§ **Required action**: The reply must contain all of the records, unchanged.

Data excerpts:
■ ■ ■

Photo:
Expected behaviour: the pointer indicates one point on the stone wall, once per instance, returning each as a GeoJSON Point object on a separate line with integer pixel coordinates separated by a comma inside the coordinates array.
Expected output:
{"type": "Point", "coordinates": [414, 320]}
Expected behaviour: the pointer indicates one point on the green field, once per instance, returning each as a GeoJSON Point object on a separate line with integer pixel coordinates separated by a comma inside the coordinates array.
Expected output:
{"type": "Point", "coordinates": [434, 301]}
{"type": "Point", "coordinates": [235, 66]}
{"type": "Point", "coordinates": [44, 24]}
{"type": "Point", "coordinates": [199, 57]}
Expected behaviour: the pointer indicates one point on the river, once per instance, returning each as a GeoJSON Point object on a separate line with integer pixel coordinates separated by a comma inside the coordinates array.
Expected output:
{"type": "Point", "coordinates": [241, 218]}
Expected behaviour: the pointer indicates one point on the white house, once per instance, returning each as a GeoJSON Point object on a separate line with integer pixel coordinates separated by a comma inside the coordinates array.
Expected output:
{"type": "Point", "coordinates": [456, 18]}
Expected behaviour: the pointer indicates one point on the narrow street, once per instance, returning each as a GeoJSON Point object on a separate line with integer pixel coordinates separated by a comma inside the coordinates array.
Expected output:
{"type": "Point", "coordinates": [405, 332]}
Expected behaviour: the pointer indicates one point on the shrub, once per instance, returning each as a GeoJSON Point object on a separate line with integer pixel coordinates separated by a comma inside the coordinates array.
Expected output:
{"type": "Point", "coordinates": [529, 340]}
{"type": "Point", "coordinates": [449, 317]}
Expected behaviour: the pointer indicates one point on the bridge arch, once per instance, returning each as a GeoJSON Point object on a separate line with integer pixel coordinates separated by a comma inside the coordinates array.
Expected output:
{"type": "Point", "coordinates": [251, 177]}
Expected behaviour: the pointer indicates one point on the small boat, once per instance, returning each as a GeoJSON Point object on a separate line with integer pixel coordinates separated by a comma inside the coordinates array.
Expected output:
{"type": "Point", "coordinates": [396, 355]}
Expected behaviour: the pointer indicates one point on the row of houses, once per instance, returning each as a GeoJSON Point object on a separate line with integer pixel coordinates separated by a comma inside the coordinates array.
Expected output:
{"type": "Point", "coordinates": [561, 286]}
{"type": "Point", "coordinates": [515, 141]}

■ ■ ■

§ **Answer to this exercise**:
Photo:
Expected behaviour: the pointer indicates one point on the stone wall, once per instance, returning each as a GeoJSON Point object on a separate line with integer pixel coordinates separated by a comma inside the coordinates array.
Expected output:
{"type": "Point", "coordinates": [414, 320]}
Expected behaviour: the pointer indicates one point on the green field, once per instance, returning each as a GeoJSON Point object on a separate line with integer pixel coordinates separated by a comma inside the coordinates array.
Expected output:
{"type": "Point", "coordinates": [434, 301]}
{"type": "Point", "coordinates": [235, 66]}
{"type": "Point", "coordinates": [44, 24]}
{"type": "Point", "coordinates": [199, 57]}
Expected behaviour: the pointer indicates one point on the river, once per instance, returning each as a GeoJSON Point object on a separate line with integer pixel coordinates separated by a comma inside the coordinates array.
Expected output:
{"type": "Point", "coordinates": [241, 218]}
Expected behaviour: the pointer indicates one point on the white house, once per instance, returning each as a GeoJSON Point object on a separate line with integer pixel coordinates separated by a comma inside the coordinates array.
Expected output:
{"type": "Point", "coordinates": [456, 18]}
Expected behaviour: the pointer indicates one point on the narrow street, once per instance, returning each as a GeoJSON Point object on a separate line with integer pixel coordinates separated by a comma inside the coordinates array.
Expected output:
{"type": "Point", "coordinates": [405, 332]}
Expected behaviour: the pointer indicates one point on the shrub, once per instance, returning each as a GeoJSON Point object on a separate line with integer pixel coordinates separated by a comma inside the coordinates array.
Expected output:
{"type": "Point", "coordinates": [529, 340]}
{"type": "Point", "coordinates": [449, 317]}
Expected behaviour: the pointer indicates one point on the bridge arch, once per instance, returning each as a GeoJSON Point object on a separate line with integer pixel coordinates separated by a comma inside the coordinates array.
Expected output:
{"type": "Point", "coordinates": [251, 177]}
Expected behaviour: the pointer indicates one point on the small boat, once per instance, returning each as a GeoJSON Point object on a separate line with integer pixel coordinates separated by a comma inside the coordinates array.
Expected output:
{"type": "Point", "coordinates": [396, 355]}
Expected behaviour: the pointer indicates one point on the row of houses, once per instance, returning each as a GeoJSON Point object on a separate line with integer pixel coordinates separated by a comma inside the coordinates array.
Expected output:
{"type": "Point", "coordinates": [561, 286]}
{"type": "Point", "coordinates": [515, 141]}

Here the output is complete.